Je n’ai pas commencé à écrire dans une salle de rédaction, mais dans un petit hôtel de Madagascar, en envoyant des courriels de voyage, maladroits mais sincères. Mon entrée dans le journalisme s’est faite par l’image : le photojournalisme, avec ses légendes structurées et la rigueur du reportage classique. L’écriture est venue plus tard, tiraillé entre récit de terrain et journalisme traditionnel.
C’est après la publication du livre Regards croisés, de l’Arctique à l’Afghanistan que j’ai commencé à assumer une écriture plus libre, plus incarnée. Et ce sont mes récentes collaborations au magazine L’actualité qui m’ont permis de mesurer la force de cette écriture immersive dans un cadre journalistique. Mon style s’est précisé, entre subjectivité assumée et rigueur documentaire — car même lorsque je raconte au “je”, les faits, eux, restent vérifiés.

● **Objectifs**
**A.** D'après l'extrait présenté, où la personne qui raconte a-t-elle commencé à écrire ?
**B.** Recopiez tout, de la ligne contenant « object=tram window » jusqu'à la fin des lignes d'annotation, bornes incluses. Ne reproduisez pas les images.

(Entrées d'annotation par coordonnées)
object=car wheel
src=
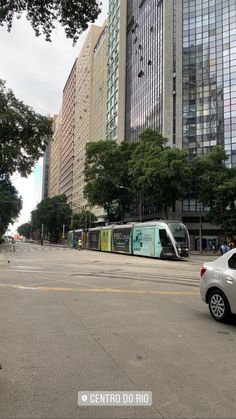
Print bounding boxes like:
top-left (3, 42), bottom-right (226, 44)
top-left (208, 290), bottom-right (230, 322)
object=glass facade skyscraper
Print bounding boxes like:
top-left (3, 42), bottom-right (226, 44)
top-left (126, 0), bottom-right (163, 141)
top-left (183, 0), bottom-right (236, 166)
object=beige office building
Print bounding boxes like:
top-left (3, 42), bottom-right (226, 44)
top-left (48, 109), bottom-right (62, 198)
top-left (60, 60), bottom-right (77, 203)
top-left (72, 25), bottom-right (103, 211)
top-left (91, 21), bottom-right (108, 141)
top-left (106, 0), bottom-right (127, 143)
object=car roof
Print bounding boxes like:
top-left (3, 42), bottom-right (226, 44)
top-left (204, 249), bottom-right (236, 268)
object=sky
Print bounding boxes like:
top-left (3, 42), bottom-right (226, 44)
top-left (0, 0), bottom-right (109, 232)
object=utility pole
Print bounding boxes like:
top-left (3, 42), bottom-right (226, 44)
top-left (41, 224), bottom-right (44, 245)
top-left (62, 224), bottom-right (65, 244)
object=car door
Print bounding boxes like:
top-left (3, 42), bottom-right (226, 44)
top-left (223, 253), bottom-right (236, 314)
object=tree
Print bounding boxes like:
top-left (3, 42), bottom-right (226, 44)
top-left (130, 129), bottom-right (190, 218)
top-left (84, 141), bottom-right (136, 221)
top-left (0, 81), bottom-right (52, 179)
top-left (0, 177), bottom-right (21, 237)
top-left (72, 210), bottom-right (97, 230)
top-left (17, 223), bottom-right (32, 239)
top-left (31, 195), bottom-right (71, 242)
top-left (0, 0), bottom-right (101, 43)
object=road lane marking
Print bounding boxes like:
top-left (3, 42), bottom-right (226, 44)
top-left (0, 284), bottom-right (199, 295)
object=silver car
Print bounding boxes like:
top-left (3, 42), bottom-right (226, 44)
top-left (200, 249), bottom-right (236, 322)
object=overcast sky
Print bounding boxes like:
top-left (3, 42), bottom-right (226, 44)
top-left (0, 0), bottom-right (109, 233)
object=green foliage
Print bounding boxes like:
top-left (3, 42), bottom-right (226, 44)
top-left (84, 141), bottom-right (136, 221)
top-left (0, 176), bottom-right (21, 236)
top-left (0, 0), bottom-right (100, 43)
top-left (31, 195), bottom-right (71, 242)
top-left (72, 210), bottom-right (97, 230)
top-left (17, 223), bottom-right (32, 239)
top-left (130, 129), bottom-right (190, 218)
top-left (0, 80), bottom-right (51, 179)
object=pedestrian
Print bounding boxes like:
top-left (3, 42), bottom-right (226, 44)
top-left (78, 239), bottom-right (82, 250)
top-left (229, 240), bottom-right (234, 250)
top-left (11, 238), bottom-right (16, 252)
top-left (220, 242), bottom-right (230, 255)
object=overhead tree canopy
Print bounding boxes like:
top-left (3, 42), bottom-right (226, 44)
top-left (72, 210), bottom-right (97, 230)
top-left (0, 178), bottom-right (21, 238)
top-left (31, 195), bottom-right (71, 242)
top-left (130, 129), bottom-right (190, 218)
top-left (84, 140), bottom-right (137, 221)
top-left (17, 223), bottom-right (32, 239)
top-left (0, 80), bottom-right (52, 179)
top-left (0, 0), bottom-right (101, 43)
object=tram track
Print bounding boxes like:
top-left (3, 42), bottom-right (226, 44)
top-left (70, 272), bottom-right (199, 287)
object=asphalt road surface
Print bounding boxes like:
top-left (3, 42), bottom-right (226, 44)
top-left (0, 243), bottom-right (236, 419)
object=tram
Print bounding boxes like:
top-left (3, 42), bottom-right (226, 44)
top-left (86, 220), bottom-right (190, 259)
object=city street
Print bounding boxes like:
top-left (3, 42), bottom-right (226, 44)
top-left (0, 243), bottom-right (236, 419)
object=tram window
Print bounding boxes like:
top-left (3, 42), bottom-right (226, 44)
top-left (159, 229), bottom-right (172, 247)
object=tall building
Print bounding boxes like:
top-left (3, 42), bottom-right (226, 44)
top-left (126, 0), bottom-right (236, 246)
top-left (72, 25), bottom-right (102, 210)
top-left (106, 0), bottom-right (127, 142)
top-left (91, 21), bottom-right (108, 141)
top-left (42, 141), bottom-right (51, 199)
top-left (60, 60), bottom-right (77, 203)
top-left (126, 0), bottom-right (180, 146)
top-left (48, 109), bottom-right (62, 198)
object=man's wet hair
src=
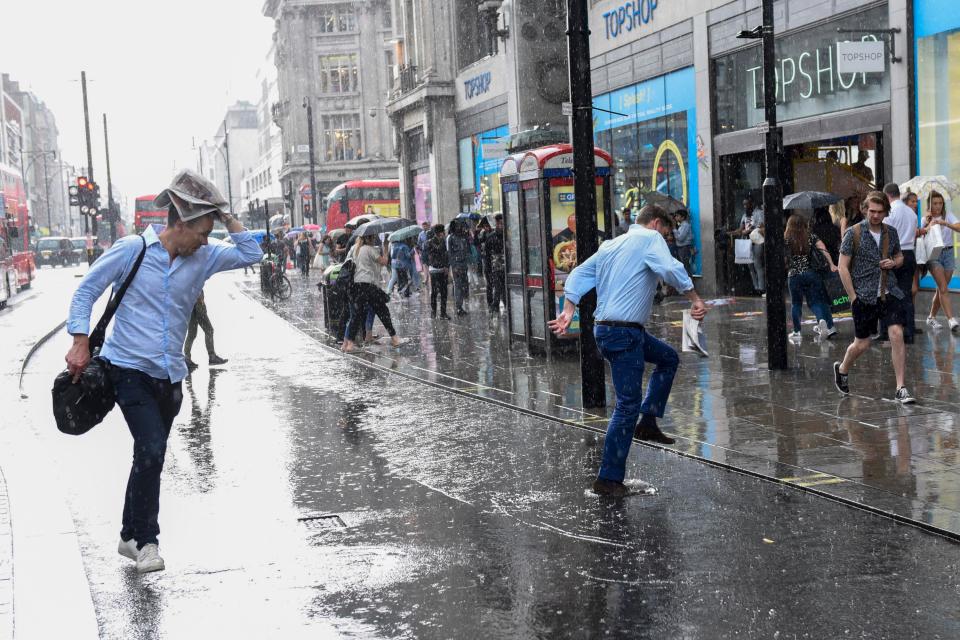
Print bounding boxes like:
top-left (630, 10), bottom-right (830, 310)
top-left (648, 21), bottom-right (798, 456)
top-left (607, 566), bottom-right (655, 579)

● **Réponses dans l'ordre**
**A.** Dans un petit hôtel de Madagascar, en envoyant des courriels de voyage.

**B.**
object=tram window
Print bounding boxes like:
top-left (3, 42), bottom-right (226, 44)
top-left (159, 229), bottom-right (172, 247)
object=tall building
Print bounding boxes like:
top-left (3, 42), bottom-right (226, 44)
top-left (126, 0), bottom-right (236, 246)
top-left (72, 25), bottom-right (102, 210)
top-left (106, 0), bottom-right (127, 142)
top-left (91, 21), bottom-right (108, 141)
top-left (42, 141), bottom-right (51, 199)
top-left (60, 60), bottom-right (77, 203)
top-left (126, 0), bottom-right (180, 146)
top-left (48, 109), bottom-right (62, 198)
object=man's wet hair
src=
Print bounding boxes like:
top-left (630, 10), bottom-right (830, 310)
top-left (648, 21), bottom-right (798, 456)
top-left (607, 566), bottom-right (655, 579)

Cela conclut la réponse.